STATED GOAL
Output the line that contains "foam listed here." and every line after it to the end of the entries, with nothing added or left out.

DATA RECORDS

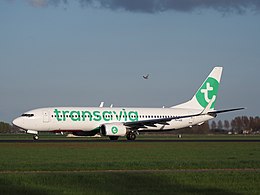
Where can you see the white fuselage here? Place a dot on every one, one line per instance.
(90, 118)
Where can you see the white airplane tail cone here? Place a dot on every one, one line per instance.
(207, 93)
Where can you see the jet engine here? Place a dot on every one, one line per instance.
(113, 129)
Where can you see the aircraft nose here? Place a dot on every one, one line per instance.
(18, 122)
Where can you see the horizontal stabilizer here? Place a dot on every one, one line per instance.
(227, 110)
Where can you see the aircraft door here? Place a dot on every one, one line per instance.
(46, 117)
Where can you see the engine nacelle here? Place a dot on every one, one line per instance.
(113, 129)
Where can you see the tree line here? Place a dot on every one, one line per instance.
(7, 128)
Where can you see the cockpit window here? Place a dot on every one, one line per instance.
(28, 115)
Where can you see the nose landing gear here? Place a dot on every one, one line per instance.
(35, 137)
(131, 135)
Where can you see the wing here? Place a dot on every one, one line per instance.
(154, 122)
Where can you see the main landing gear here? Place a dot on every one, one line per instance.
(131, 135)
(35, 137)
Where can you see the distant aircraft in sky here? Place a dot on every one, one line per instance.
(146, 77)
(116, 122)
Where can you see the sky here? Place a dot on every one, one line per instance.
(82, 52)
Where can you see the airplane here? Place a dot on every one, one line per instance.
(146, 77)
(115, 122)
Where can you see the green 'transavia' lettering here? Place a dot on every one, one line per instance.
(96, 115)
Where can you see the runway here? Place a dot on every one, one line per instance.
(126, 141)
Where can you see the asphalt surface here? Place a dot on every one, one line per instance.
(138, 141)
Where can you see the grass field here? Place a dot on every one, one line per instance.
(129, 167)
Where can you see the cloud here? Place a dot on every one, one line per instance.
(38, 3)
(154, 6)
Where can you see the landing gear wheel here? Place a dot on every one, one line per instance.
(113, 137)
(35, 137)
(131, 136)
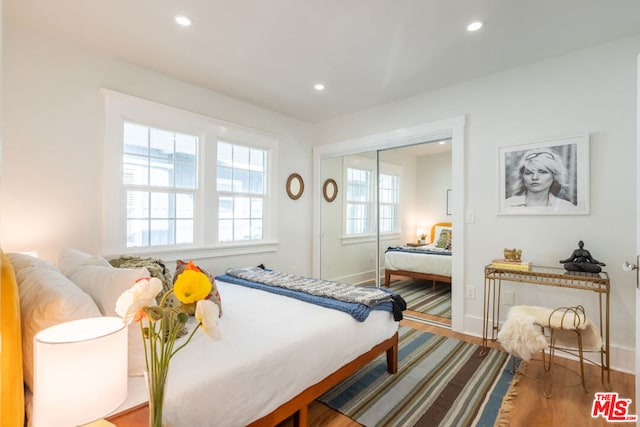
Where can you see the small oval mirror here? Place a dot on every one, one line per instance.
(295, 186)
(330, 190)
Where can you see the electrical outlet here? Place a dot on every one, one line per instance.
(471, 292)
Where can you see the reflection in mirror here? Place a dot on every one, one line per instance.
(348, 235)
(425, 178)
(330, 190)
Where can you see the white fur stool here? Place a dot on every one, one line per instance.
(530, 329)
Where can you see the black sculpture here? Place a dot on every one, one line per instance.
(581, 260)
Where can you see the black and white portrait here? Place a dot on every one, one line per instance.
(545, 177)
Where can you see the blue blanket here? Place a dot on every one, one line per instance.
(417, 250)
(358, 311)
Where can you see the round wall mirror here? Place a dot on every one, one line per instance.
(295, 186)
(330, 190)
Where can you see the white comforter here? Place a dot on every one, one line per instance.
(272, 348)
(417, 262)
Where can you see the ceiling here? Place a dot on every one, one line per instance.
(367, 52)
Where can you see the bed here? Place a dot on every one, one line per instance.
(427, 262)
(265, 368)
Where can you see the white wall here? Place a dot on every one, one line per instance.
(54, 148)
(592, 91)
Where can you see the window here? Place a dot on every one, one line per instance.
(241, 192)
(388, 206)
(181, 181)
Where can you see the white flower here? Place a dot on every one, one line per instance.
(138, 297)
(207, 313)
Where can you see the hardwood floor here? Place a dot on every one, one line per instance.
(569, 405)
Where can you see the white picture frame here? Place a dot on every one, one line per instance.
(545, 177)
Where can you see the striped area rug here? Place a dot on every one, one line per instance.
(440, 382)
(421, 297)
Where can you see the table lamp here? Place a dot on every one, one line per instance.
(80, 371)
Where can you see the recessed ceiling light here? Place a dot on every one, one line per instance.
(183, 20)
(475, 26)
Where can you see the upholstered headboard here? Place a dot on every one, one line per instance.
(11, 387)
(435, 228)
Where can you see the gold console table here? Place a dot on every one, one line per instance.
(546, 276)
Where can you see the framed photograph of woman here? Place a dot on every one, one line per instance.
(545, 177)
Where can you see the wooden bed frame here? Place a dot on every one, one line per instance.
(416, 275)
(297, 407)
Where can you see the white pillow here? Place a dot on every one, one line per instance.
(105, 285)
(69, 259)
(47, 298)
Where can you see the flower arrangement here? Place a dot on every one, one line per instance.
(161, 325)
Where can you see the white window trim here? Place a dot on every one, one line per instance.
(120, 107)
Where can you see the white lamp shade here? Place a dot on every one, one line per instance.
(80, 372)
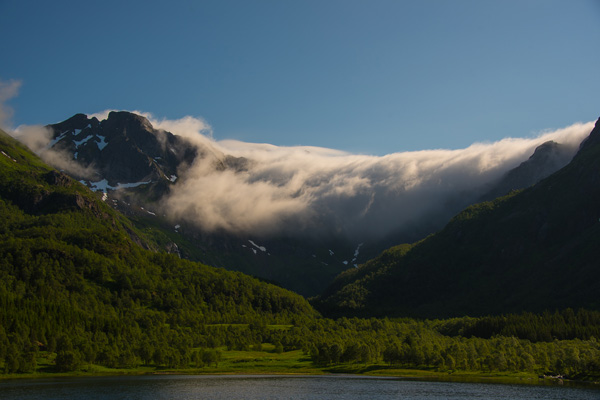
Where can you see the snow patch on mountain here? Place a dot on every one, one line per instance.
(80, 142)
(102, 143)
(261, 248)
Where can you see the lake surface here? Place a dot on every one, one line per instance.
(187, 387)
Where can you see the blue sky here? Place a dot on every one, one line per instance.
(368, 77)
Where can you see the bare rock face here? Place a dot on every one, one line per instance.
(547, 158)
(124, 148)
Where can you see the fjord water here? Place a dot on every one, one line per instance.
(188, 387)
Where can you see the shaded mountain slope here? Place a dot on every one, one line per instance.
(532, 250)
(71, 273)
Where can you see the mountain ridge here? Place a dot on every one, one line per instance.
(528, 251)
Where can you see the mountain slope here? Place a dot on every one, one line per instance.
(532, 250)
(72, 277)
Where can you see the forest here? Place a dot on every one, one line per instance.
(81, 288)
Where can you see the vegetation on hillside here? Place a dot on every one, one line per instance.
(531, 250)
(78, 293)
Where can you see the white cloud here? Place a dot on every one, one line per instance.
(290, 189)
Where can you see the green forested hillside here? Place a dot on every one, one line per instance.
(73, 280)
(78, 292)
(529, 251)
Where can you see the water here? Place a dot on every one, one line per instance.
(186, 387)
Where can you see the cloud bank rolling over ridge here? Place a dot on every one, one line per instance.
(291, 190)
(312, 190)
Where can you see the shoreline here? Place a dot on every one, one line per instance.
(516, 378)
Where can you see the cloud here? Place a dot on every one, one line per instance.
(8, 90)
(313, 190)
(290, 190)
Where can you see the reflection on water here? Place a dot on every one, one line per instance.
(276, 387)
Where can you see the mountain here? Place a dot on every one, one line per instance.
(74, 281)
(547, 158)
(123, 149)
(531, 250)
(137, 166)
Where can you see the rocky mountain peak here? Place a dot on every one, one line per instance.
(546, 159)
(123, 149)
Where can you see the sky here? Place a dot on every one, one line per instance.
(366, 77)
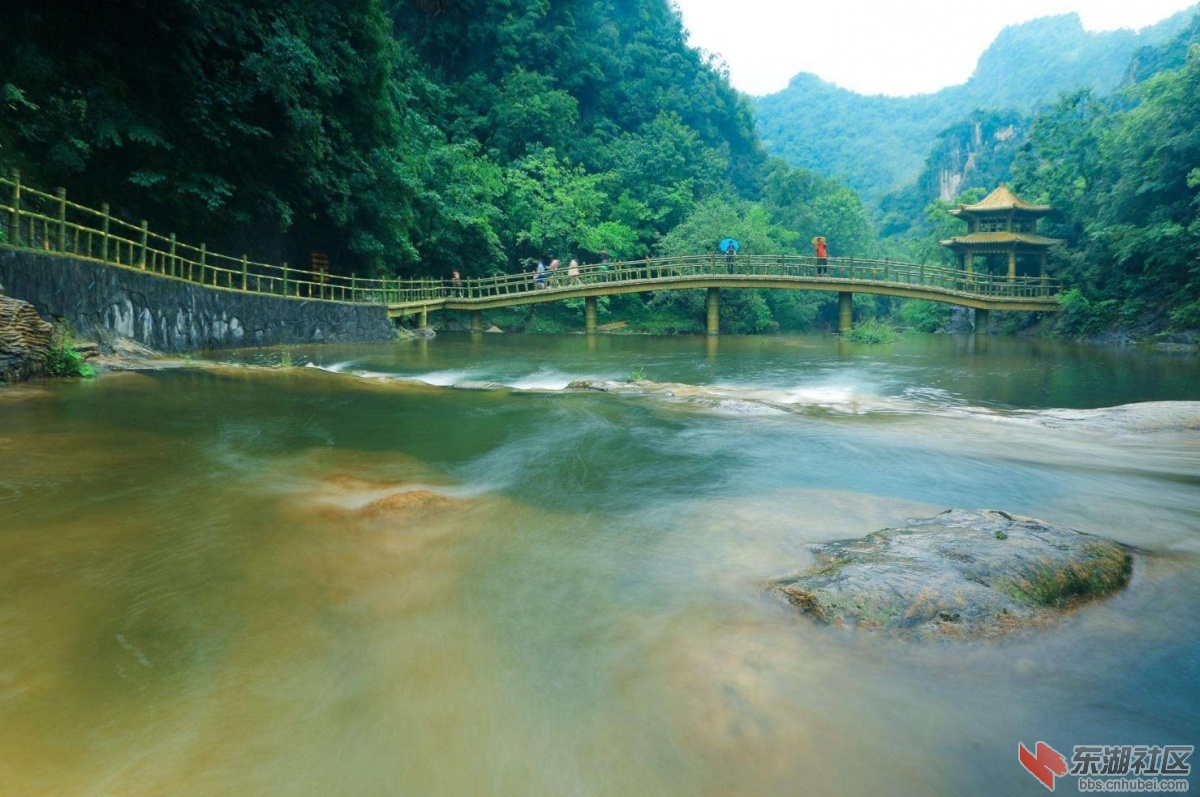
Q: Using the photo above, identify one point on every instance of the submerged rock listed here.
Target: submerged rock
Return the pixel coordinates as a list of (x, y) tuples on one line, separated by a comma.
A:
[(961, 574)]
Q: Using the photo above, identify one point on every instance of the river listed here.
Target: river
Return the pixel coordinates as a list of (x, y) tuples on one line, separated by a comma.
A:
[(352, 577)]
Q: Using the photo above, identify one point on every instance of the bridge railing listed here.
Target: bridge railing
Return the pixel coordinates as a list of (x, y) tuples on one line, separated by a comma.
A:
[(40, 221), (676, 269), (35, 220)]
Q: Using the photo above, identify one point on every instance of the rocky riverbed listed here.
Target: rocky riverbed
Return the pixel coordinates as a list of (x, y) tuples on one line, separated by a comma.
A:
[(961, 574)]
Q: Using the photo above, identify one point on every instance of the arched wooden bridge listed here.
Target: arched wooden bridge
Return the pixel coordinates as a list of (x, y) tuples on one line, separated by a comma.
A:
[(846, 276), (49, 222)]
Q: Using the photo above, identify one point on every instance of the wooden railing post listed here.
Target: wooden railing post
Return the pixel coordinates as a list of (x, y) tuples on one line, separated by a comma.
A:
[(15, 222), (145, 239), (63, 219)]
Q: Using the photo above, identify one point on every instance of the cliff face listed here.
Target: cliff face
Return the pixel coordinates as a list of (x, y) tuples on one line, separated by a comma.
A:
[(977, 151), (881, 141), (24, 340)]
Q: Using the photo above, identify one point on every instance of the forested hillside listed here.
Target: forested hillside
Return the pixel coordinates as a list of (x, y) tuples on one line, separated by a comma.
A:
[(405, 137), (882, 142)]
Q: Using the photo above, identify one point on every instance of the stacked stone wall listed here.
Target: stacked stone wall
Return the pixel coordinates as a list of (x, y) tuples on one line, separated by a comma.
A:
[(100, 300)]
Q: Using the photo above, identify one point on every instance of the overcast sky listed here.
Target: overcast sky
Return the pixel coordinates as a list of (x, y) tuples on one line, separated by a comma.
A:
[(897, 47)]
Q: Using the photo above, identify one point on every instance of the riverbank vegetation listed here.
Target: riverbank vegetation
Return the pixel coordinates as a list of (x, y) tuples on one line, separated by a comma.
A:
[(421, 137)]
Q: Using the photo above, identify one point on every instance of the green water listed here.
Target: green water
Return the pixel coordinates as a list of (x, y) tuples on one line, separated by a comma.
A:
[(353, 579)]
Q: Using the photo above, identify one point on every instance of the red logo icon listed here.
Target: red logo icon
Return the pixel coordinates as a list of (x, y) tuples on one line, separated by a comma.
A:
[(1043, 766)]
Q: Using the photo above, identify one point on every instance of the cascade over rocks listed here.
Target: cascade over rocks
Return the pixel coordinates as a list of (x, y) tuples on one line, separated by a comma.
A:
[(24, 340), (960, 574)]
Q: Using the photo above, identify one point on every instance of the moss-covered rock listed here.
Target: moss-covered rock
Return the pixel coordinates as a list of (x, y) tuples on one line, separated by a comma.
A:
[(963, 574)]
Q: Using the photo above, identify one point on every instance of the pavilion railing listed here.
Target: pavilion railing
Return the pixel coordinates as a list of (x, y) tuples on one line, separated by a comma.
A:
[(35, 220)]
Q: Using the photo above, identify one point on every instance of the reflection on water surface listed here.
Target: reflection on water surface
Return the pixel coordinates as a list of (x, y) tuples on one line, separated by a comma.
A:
[(357, 580)]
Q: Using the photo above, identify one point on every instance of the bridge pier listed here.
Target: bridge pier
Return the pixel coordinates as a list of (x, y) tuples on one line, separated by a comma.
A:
[(845, 311), (589, 315), (713, 305)]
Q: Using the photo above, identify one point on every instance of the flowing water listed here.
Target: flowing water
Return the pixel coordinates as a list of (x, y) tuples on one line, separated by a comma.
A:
[(355, 579)]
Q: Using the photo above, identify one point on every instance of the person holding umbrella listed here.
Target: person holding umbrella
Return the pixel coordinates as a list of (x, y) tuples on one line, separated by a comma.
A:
[(730, 246), (822, 252)]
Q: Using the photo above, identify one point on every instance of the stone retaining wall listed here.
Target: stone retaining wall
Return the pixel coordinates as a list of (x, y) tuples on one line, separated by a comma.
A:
[(175, 316)]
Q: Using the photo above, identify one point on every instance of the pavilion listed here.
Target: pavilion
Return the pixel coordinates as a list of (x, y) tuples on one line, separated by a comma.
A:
[(1002, 223)]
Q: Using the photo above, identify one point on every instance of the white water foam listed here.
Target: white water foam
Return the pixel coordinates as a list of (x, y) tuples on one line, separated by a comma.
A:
[(544, 379)]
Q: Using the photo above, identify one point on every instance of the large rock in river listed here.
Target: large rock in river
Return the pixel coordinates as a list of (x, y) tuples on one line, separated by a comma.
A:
[(24, 340), (964, 574)]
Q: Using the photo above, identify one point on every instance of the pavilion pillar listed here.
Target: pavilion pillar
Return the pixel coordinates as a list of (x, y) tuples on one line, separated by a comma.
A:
[(845, 311), (982, 318), (589, 315)]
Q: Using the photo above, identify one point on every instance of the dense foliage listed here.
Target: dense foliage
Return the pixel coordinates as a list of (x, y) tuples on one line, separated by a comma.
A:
[(417, 137), (1128, 184), (406, 137), (880, 142)]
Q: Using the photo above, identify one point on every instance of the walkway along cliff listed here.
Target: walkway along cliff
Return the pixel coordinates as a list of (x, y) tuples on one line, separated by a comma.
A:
[(102, 274)]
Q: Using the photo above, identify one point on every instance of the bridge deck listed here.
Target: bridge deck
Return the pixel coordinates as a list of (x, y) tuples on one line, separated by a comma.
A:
[(35, 220), (906, 280)]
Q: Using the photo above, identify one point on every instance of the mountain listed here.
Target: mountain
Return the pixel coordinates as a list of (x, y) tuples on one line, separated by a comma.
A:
[(881, 142)]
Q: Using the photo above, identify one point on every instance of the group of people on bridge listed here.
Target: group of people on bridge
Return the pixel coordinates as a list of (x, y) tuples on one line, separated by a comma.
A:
[(547, 275)]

THE REPLY
Q: Using the photo above, identify one point on every instance of the white water foam listed here.
Target: white water foam
Return the pixel coordinates as a list of (x, y) tuples on one line, separated by a comma.
A:
[(544, 379)]
Q: Using the photo above, identify one point on every instance of the large rock in river listed here.
Target: large rock in river
Return the pixel coordinates as a list of (x, y) tuples on one line, separated by a comma.
A:
[(24, 340), (964, 574)]
Q: Using the photo above, identify one point on every instance of the pavilion pillar listed here.
Target: pavilion pillar
Return the pixel coordinates as a list of (x, y) tuples on one line, separated by a comma.
A:
[(845, 311), (982, 318), (589, 315)]
Q: Using the photo above, identify one point on every instance of the dense foliage listed here.
Target: dense foliage
Return the pixel coordinates as a list of (x, y) tuples on one line, separated by a comma.
A:
[(417, 137), (1128, 184), (406, 137), (880, 142)]
Q: Using the photo above, identify one point on every instance of the walkway along cliff listed here.
Target: walkway along cliff
Return the pixel coordinates as a list of (x, y) tuples on one line, separated by a comma.
A:
[(102, 274)]
Q: Using the photo above, identify one point on every instance of the bridge deck listed here.
Target: bridge deck
Return the pixel coordinates as a list of (x, y) tuples on one line, separated by a comma.
A:
[(35, 220), (906, 280)]
Q: Using the photo above, identify one point on every instance of the mountain listed here.
Target: mountain
Return the pixel coordinates as a list of (x, y) tuples on one line, separated by a comma.
A:
[(881, 142)]
Q: Using the photo above, identify one point on every instance of the group of people on bridge listed here.
Target: group of people on bridge
Return the pixel coordinates as a list of (x, y) tuples on one line, separated by a comma.
A:
[(547, 275)]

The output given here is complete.